# ASSIGNED TASK A
Gather every line from the rows below that contains the string "positive", treating uppercase and lowercase as different.

# EXCERPT
▼

Surprisingly weird, pleasantly polite, with hidden depths to plumb far beyond what I experienced as a tourist, travel in Japan left me hooked. My experience in Japan drew out so many reactions that I am struggling to make this post coherent. Should I write about the hot corn in a can from the ubiquitous vending machines? Perhaps I should mention the insane number of bicycles cruising the sidewalks, but never running over us? I could write a whole post about the food (oh, the food!). The fashion on the street could fill an entire blog (and does, several times over), and I never tired of people watching. It’s so hard to decide.

While Tommy had a hard time restraining himself from blurting out “That’s expensive!” a thousand times a day, I found our budget more reasonable than I expected, similar to what we would spend in any other developed country. Luckily, walking down any random street provided enough fodder for trying to puzzle out Japan — and that’s free.

Every simple activity was a (mostly) delightful adventure in answering the omnipresent question that must hover at the forefront of Japanese thought — “Sure, that is good. But how could it be perfect?”

It could be my inner perfectionist that found a culture that, while foreign on the surface, was actually a familiar comrade. Even the water machine in a casual restaurant automatically dispenses exactly the right ratio of ice and water with a single button. Brilliant! The persistent focus on doing things well is what I naturally expect of the world; I am so often disappointed by the pervasive human error and laziness that clouds everything. But Japan is different, with a high cultural value placed on excellence, in a way that Western countries do not.

Where India, another favorite country of mine from this trip, appeals to the side of my nature that seeks abandoned expression, Japan stands refined and rigid. Entering a restaurant always works exactly the same way – a bright greeting, how many people (to which the patron should respond and hold up the appropriate number of fingers), and then seating. This is followed by a warm, or cool towel, depending on the weather and cuisine. Every time, always with a smile. Fiji (my other ‘top three’ country) charmed me with genuine, casual friendliness, engaging the social, community-valuing part of me. Japan, in contrast, follows an elaborately pre-determined set of social rituals. It’s just different.

Aesthetically, Japan (like India) astounds. The volcanic landscape surrounded by ocean is truly beautiful. Even better, the leaves change in October and November, so that when we visited Shinto temples, we saw them surrounded by flaming red and gold leaves.

Even more enchanting was the artistry in the everyday and the elevated. Eating soba for lunch was more than lunch. The server carefully provided me with an attractively designed brochure that explained the proper method and order for eating my food. As I carefully followed the directions, I felt more connected with Japan. There is something to the ritual that is beautiful and cohesive, elevating the simple to the sublime. Also it was very tasty.

▲

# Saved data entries
▼

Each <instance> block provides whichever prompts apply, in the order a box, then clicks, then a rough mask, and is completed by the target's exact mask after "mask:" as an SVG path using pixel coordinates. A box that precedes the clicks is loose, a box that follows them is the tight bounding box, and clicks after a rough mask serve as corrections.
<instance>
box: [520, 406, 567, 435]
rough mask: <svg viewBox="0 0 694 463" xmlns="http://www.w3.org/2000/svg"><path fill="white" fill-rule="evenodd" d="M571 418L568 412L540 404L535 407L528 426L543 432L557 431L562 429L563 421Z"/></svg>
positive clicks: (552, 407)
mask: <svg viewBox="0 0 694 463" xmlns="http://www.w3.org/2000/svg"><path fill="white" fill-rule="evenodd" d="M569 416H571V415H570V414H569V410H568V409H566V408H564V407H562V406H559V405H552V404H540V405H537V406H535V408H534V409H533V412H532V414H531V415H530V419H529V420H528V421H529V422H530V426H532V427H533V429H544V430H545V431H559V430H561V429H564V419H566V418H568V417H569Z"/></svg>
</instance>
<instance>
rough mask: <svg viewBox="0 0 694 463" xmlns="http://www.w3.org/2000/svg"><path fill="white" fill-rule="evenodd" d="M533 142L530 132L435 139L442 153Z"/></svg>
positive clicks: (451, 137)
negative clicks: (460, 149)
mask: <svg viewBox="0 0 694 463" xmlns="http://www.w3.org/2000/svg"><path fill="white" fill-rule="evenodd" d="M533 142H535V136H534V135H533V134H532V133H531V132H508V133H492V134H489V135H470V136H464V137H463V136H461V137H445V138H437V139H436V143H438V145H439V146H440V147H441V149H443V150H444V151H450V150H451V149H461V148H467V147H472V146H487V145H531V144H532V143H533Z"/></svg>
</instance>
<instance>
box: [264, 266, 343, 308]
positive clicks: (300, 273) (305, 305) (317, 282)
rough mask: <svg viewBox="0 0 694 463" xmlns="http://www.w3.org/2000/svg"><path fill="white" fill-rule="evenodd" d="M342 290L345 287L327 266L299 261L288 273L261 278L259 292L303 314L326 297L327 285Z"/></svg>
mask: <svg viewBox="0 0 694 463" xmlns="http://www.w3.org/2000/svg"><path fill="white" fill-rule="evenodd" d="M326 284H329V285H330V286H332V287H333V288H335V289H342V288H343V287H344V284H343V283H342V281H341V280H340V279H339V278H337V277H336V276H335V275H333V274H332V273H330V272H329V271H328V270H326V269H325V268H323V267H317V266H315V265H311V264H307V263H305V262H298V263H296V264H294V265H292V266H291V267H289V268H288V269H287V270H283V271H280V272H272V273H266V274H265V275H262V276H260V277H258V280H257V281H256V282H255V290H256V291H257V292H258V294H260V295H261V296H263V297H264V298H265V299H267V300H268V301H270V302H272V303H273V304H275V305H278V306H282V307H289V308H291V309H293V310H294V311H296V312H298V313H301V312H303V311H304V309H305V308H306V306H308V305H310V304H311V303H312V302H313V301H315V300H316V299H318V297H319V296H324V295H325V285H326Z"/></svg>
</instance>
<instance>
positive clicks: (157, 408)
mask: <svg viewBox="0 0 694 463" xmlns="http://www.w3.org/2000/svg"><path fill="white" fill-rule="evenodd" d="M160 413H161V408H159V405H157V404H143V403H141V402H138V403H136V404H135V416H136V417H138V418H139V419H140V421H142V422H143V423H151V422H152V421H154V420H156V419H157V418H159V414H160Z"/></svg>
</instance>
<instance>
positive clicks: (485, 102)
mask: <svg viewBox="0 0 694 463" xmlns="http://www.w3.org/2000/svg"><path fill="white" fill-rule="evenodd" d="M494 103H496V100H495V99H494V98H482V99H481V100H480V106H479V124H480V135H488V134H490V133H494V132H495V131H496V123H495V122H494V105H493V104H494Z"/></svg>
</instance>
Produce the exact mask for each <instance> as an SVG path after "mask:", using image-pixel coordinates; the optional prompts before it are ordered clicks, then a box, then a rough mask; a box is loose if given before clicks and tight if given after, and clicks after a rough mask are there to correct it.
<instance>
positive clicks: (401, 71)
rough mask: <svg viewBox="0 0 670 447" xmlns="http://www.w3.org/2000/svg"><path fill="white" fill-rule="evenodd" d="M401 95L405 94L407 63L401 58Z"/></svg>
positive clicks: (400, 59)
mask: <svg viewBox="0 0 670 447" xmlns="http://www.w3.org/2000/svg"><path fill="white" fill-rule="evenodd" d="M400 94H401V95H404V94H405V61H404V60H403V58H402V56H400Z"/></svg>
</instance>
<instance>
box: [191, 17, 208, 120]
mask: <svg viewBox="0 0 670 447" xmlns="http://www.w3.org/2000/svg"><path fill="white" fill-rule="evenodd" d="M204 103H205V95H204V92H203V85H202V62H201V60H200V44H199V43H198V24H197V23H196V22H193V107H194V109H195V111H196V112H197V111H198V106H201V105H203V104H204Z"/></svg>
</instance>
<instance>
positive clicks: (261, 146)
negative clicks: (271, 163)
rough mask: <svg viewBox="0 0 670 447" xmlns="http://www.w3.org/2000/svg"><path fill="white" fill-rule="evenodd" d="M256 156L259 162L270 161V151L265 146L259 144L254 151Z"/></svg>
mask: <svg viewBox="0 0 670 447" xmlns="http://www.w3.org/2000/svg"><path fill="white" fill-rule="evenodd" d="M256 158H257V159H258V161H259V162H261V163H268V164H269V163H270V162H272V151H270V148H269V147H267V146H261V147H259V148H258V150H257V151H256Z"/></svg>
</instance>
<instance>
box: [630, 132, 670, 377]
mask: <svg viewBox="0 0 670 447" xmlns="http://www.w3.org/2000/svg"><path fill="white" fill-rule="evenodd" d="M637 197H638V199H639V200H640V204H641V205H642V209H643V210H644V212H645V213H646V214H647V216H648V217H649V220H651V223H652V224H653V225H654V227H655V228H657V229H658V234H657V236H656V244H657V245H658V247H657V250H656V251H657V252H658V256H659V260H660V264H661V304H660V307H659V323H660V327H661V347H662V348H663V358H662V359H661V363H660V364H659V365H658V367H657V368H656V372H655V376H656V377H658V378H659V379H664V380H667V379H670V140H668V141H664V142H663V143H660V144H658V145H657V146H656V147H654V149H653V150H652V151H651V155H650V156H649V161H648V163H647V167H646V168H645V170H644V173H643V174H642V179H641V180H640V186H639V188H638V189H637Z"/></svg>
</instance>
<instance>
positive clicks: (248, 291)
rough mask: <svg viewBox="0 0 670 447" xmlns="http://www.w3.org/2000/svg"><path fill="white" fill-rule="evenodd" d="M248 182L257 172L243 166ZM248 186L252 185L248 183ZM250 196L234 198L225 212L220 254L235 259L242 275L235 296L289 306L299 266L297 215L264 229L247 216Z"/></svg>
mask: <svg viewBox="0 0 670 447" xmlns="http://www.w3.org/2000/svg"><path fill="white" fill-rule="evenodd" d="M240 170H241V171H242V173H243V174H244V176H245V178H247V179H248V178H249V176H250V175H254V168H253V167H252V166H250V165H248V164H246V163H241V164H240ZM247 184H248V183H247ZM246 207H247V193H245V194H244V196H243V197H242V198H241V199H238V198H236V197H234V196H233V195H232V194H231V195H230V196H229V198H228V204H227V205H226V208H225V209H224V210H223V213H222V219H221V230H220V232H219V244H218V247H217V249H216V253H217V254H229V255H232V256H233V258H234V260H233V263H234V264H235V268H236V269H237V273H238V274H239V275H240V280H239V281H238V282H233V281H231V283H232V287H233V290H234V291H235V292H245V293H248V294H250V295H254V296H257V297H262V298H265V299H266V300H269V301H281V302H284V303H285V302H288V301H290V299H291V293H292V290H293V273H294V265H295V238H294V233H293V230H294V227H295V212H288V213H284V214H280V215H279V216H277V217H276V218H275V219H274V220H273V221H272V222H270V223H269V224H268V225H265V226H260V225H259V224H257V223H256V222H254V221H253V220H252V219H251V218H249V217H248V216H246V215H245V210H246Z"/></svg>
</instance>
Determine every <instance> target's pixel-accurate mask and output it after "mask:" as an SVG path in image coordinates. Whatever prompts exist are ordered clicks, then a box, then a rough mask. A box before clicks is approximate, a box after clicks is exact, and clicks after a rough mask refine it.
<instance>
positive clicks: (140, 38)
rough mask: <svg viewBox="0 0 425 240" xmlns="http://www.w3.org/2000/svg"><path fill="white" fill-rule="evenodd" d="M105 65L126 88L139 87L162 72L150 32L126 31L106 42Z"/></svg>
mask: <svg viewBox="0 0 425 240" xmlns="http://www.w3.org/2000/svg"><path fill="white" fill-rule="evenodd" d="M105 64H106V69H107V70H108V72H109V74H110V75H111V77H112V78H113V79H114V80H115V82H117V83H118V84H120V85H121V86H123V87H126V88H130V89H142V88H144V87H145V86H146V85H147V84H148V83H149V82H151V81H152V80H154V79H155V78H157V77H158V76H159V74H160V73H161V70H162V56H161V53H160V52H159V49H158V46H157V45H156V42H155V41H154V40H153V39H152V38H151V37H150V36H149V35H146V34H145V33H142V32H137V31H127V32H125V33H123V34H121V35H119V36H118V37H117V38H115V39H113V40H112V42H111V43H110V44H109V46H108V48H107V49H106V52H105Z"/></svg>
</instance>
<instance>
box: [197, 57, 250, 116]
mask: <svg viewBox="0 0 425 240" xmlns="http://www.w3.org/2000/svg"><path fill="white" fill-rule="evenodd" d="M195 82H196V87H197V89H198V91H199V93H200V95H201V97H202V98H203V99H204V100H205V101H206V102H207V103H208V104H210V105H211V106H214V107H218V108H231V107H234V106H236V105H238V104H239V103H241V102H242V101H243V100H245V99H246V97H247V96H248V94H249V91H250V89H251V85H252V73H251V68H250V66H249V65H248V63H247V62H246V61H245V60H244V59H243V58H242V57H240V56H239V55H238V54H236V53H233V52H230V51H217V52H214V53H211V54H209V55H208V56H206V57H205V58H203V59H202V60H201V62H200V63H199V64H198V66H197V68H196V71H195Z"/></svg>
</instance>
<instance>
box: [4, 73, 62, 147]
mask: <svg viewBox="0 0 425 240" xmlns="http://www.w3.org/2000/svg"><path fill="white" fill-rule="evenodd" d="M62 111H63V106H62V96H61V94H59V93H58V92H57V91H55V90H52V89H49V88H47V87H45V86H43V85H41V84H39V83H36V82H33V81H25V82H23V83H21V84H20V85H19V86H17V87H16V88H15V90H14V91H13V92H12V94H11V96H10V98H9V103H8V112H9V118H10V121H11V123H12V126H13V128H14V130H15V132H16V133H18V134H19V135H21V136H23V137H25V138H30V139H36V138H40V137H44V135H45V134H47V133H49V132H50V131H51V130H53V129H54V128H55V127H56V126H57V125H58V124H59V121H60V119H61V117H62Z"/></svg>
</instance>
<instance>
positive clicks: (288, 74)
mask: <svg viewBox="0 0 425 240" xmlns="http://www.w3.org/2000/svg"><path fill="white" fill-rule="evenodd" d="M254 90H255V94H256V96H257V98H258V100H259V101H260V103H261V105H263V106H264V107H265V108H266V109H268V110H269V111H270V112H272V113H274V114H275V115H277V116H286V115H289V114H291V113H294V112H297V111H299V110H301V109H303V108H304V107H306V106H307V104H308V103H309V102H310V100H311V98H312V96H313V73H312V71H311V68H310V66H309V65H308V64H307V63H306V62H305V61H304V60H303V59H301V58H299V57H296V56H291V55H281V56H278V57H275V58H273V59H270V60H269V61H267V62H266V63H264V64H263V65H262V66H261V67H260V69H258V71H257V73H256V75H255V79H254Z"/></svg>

▲

# ASSIGNED TASK B
Reproduce the passage from the Japan travel piece above, starting with "Aesthetically, Japan (like" and going on through "and gold leaves.".

# ANSWER A
positive clicks: (552, 407)
positive clicks: (451, 137)
positive clicks: (300, 273) (305, 305) (317, 282)
positive clicks: (157, 408)
positive clicks: (485, 102)
positive clicks: (401, 71)
positive clicks: (400, 59)
positive clicks: (261, 146)
positive clicks: (248, 291)
positive clicks: (140, 38)
positive clicks: (288, 74)

# ANSWER B
Aesthetically, Japan (like India) astounds. The volcanic landscape surrounded by ocean is truly beautiful. Even better, the leaves change in October and November, so that when we visited Shinto temples, we saw them surrounded by flaming red and gold leaves.